'''
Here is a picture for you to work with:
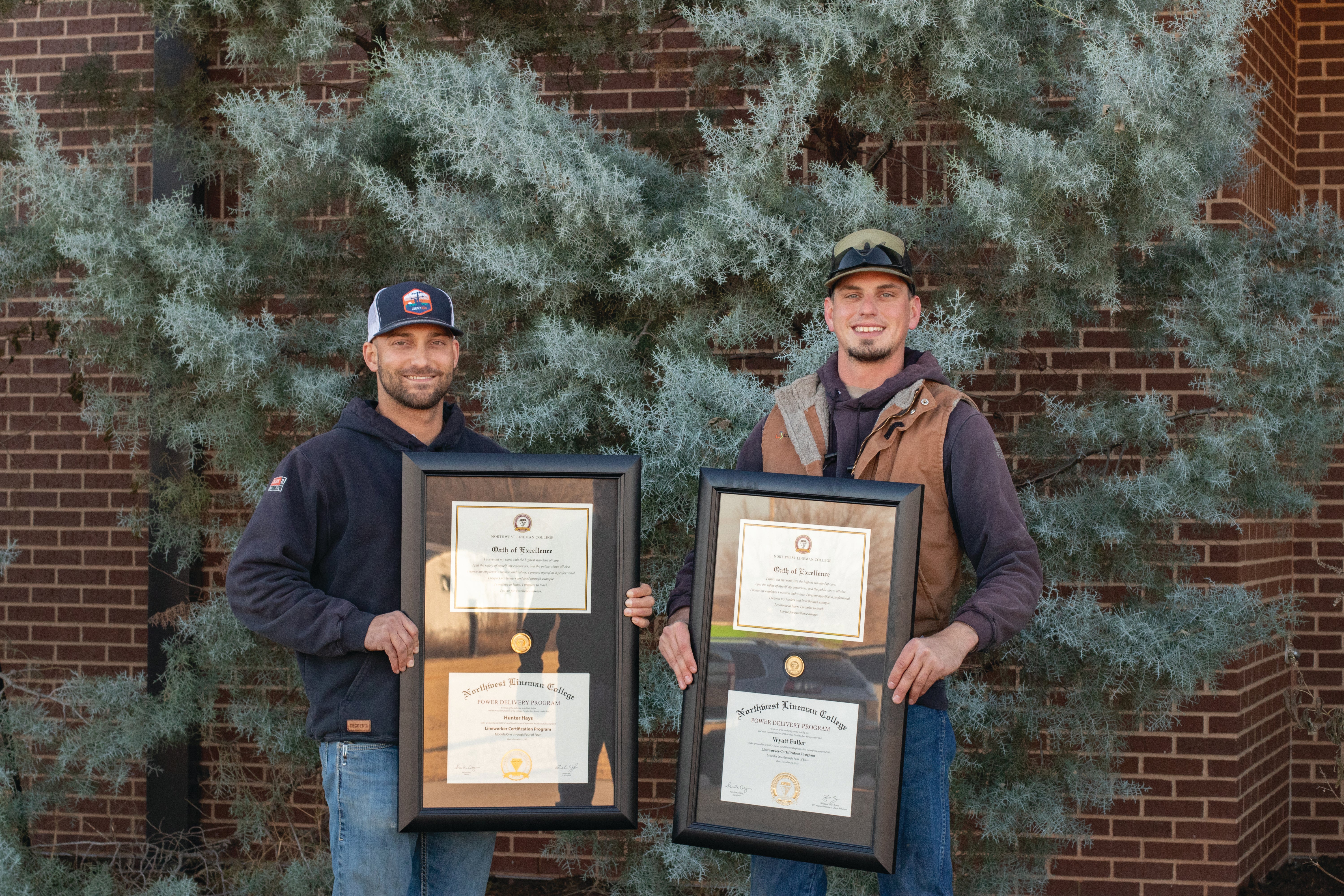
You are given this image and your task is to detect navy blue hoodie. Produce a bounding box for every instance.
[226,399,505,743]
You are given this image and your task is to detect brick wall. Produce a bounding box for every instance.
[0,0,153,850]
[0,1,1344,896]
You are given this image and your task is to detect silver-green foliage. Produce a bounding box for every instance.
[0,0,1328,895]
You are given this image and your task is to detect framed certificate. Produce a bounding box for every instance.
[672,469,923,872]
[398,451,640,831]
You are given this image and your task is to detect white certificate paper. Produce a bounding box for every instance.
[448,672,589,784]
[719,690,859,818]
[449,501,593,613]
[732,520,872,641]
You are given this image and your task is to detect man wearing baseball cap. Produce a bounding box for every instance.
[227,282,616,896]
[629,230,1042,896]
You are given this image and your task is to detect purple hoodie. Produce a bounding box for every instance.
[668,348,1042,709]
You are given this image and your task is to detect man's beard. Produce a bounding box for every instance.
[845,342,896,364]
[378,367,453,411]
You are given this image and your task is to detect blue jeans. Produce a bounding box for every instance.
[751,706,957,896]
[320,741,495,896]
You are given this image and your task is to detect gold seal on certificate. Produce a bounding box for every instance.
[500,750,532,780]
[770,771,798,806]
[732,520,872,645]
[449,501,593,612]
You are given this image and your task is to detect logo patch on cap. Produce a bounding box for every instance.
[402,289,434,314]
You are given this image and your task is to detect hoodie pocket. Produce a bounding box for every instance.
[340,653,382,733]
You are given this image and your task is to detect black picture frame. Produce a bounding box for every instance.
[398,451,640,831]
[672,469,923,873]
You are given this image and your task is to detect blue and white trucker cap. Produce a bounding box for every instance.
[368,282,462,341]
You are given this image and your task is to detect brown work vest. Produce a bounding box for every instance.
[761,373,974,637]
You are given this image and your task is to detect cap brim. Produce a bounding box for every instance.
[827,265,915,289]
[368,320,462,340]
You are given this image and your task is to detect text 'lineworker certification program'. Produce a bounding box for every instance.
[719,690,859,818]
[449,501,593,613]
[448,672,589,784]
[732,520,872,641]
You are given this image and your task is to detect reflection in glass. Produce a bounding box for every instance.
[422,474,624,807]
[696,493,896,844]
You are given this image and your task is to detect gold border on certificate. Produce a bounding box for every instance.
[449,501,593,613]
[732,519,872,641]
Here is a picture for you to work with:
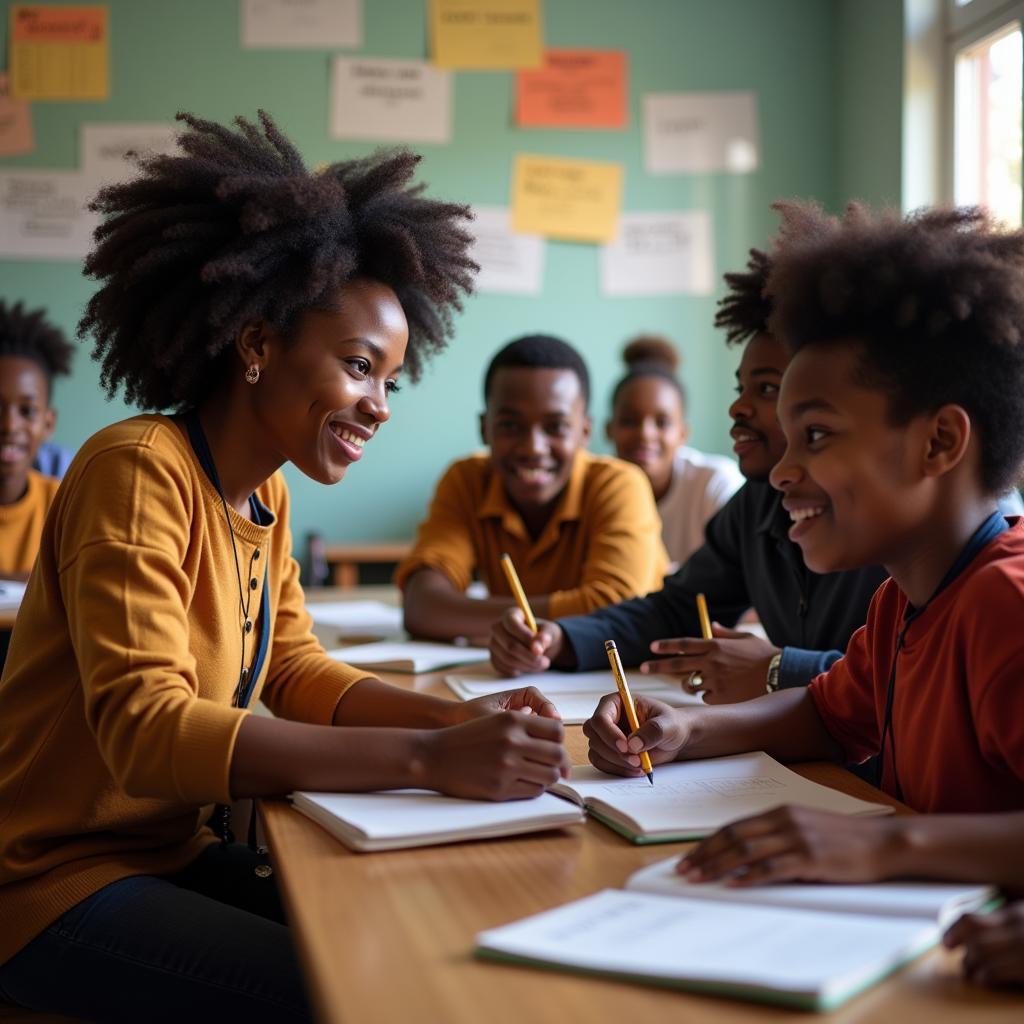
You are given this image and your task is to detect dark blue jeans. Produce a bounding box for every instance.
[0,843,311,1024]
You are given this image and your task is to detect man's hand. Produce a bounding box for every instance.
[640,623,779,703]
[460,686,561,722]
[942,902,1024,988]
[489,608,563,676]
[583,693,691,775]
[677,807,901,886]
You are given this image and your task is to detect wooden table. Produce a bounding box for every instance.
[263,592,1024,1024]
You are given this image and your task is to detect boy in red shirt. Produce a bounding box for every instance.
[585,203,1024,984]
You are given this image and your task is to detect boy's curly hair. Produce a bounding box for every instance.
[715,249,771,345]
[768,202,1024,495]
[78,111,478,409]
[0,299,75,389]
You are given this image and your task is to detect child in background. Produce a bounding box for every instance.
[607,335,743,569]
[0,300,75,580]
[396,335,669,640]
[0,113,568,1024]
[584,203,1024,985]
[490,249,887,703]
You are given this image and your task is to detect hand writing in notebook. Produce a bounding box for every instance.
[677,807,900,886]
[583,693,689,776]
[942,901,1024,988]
'''
Extract every line from the one containing "shirt. Produce a bounding box for every instance." through the last line of the data, inclusive, exactly as written.

(RESPONSE)
You are given this image and your task is to detect boy in red shirt. Produce a bounding box for every instance.
[585,203,1024,984]
You are given this image and your task is to detect boy's curly hair. Produce a bounding box for every instance.
[715,249,771,345]
[768,202,1024,495]
[78,111,478,409]
[0,299,75,389]
You are given this image and your task is to detect child in background. Produce a bounding box for every instance.
[607,335,743,569]
[0,300,75,580]
[396,335,669,640]
[0,113,568,1024]
[584,203,1024,985]
[490,249,887,703]
You are given this image and your task is to detect hand writing in notebook. Produce a bounding box for every instance.
[677,807,900,886]
[583,693,689,776]
[942,901,1024,988]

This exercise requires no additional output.